§ **Material for the task**
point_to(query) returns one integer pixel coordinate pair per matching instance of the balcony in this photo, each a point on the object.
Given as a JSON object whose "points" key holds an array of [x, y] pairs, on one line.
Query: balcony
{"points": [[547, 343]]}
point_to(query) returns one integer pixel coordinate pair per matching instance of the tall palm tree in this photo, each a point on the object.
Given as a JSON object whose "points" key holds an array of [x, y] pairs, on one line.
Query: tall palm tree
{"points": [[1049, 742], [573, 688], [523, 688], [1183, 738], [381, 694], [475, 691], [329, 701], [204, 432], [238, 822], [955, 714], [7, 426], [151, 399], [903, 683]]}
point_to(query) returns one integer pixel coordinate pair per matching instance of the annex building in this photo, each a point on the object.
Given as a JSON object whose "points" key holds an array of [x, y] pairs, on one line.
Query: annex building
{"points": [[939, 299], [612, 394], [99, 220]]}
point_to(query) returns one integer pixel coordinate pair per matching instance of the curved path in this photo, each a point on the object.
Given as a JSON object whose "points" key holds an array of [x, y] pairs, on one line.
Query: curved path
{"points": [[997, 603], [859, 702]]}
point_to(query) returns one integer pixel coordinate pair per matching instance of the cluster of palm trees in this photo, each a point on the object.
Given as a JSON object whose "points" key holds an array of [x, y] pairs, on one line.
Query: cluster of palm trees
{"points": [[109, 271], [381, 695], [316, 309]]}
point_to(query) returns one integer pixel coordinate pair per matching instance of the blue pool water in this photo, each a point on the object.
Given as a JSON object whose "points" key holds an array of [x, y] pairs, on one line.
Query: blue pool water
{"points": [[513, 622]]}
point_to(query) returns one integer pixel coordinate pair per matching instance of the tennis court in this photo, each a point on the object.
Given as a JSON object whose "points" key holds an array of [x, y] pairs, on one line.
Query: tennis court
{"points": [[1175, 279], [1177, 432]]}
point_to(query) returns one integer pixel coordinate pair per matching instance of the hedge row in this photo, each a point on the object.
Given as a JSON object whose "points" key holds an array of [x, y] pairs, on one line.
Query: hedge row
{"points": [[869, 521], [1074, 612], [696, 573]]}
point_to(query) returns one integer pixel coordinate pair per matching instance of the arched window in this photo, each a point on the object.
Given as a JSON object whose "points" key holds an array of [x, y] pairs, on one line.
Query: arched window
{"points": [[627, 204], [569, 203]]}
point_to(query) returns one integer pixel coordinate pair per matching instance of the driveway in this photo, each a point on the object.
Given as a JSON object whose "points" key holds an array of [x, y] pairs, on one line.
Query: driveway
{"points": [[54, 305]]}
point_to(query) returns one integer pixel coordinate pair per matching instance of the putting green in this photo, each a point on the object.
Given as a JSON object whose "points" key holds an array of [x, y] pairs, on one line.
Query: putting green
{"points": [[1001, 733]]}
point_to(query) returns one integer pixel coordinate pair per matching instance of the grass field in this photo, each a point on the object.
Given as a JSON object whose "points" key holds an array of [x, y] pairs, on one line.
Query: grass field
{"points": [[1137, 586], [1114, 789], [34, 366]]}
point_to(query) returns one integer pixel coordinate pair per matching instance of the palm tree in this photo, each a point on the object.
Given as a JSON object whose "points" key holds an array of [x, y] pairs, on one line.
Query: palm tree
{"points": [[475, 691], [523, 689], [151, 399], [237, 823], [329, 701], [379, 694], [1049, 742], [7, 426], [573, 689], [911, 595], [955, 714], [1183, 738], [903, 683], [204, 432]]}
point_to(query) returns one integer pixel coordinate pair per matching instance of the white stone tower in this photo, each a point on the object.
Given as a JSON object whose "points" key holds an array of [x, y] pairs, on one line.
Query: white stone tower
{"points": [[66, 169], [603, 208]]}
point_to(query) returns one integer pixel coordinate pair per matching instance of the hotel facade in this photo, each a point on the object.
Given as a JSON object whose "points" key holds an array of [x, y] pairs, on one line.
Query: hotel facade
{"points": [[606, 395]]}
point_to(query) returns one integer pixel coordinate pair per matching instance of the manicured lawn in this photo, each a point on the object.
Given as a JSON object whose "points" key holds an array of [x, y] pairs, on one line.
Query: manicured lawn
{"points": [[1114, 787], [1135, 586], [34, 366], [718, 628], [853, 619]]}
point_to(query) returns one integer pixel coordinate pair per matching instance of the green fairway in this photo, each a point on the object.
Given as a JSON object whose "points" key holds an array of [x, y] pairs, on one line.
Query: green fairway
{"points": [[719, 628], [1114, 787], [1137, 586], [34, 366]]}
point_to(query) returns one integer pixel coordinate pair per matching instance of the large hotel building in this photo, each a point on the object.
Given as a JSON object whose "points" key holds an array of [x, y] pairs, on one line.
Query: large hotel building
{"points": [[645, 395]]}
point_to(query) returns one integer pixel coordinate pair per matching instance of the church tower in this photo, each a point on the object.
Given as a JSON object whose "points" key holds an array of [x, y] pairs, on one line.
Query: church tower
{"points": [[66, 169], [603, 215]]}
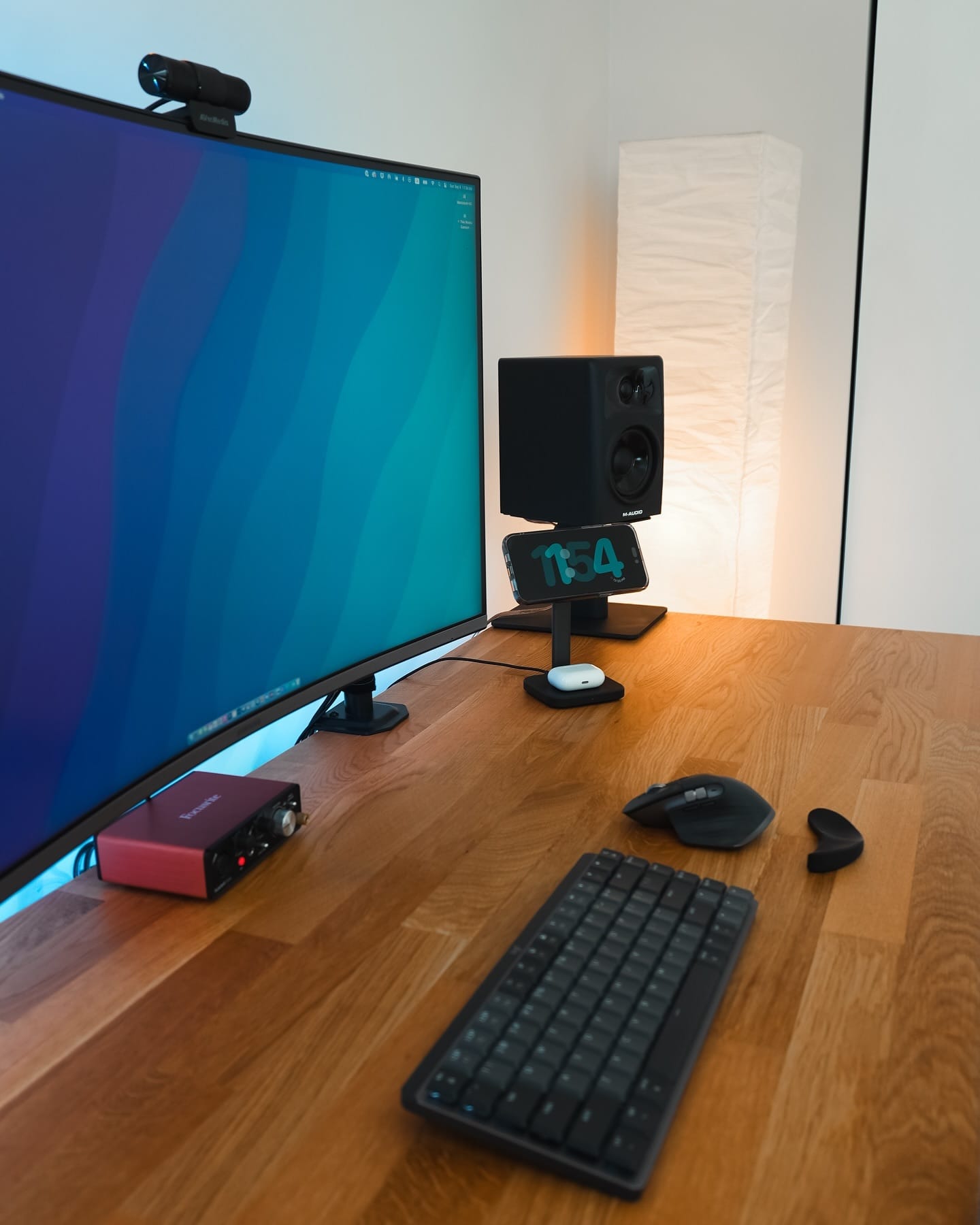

§ **Goal of the exercise**
Which lines of the material above contain the word "palm"? Gather and copy each of them, and treat case as significant.

§ **Task answer**
point_to(query) returns one integer pixel coordinate pair per matching instance of the tall palm tree in this photo, each a point on the object.
Query: tall palm tree
point_to(query) returns one integer pixel coordinate pair per matching instance of the cluster of palm trees in this photo, each a point on the object.
Query: cluster of palm trees
point_to(query) returns one integer pixel coordinate pair per matching instance of the palm tree in this photo, each a point on the object.
Query: palm tree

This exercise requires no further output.